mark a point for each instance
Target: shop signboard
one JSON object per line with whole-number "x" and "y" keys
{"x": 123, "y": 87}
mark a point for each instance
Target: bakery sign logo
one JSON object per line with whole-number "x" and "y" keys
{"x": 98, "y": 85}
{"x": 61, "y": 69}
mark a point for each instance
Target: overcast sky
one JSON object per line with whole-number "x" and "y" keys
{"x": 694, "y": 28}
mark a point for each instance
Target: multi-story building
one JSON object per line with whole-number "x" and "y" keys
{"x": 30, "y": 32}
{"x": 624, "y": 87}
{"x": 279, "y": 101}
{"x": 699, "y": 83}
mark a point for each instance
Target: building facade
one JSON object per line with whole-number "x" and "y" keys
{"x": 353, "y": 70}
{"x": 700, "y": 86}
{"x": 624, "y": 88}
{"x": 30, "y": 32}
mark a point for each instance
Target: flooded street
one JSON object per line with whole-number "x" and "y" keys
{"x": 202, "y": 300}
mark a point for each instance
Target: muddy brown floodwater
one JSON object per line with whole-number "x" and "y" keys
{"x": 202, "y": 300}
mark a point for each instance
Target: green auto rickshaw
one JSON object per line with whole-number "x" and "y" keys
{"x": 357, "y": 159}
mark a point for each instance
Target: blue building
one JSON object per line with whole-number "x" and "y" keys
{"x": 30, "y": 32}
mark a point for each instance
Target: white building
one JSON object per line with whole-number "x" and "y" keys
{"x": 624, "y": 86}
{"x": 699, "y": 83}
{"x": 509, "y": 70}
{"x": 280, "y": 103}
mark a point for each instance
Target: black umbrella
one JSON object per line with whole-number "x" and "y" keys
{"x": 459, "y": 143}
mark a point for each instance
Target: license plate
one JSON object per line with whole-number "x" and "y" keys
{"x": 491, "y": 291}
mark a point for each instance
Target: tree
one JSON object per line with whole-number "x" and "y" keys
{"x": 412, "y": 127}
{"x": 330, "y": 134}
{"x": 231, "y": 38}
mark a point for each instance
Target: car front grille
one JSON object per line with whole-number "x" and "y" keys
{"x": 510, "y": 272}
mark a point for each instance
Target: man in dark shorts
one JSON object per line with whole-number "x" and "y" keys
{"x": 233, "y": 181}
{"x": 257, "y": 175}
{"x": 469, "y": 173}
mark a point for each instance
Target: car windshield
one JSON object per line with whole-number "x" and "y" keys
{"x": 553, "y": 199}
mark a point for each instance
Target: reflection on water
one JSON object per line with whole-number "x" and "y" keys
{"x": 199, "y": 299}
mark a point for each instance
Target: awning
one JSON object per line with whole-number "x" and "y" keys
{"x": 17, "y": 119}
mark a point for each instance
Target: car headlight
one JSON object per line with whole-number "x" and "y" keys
━━━━━━━━━━━━━━━━━━━━━━━━━━━━━━
Exercise objective:
Across the entries above, how many lines include the word "building"? Give only the number.

Exercise response:
4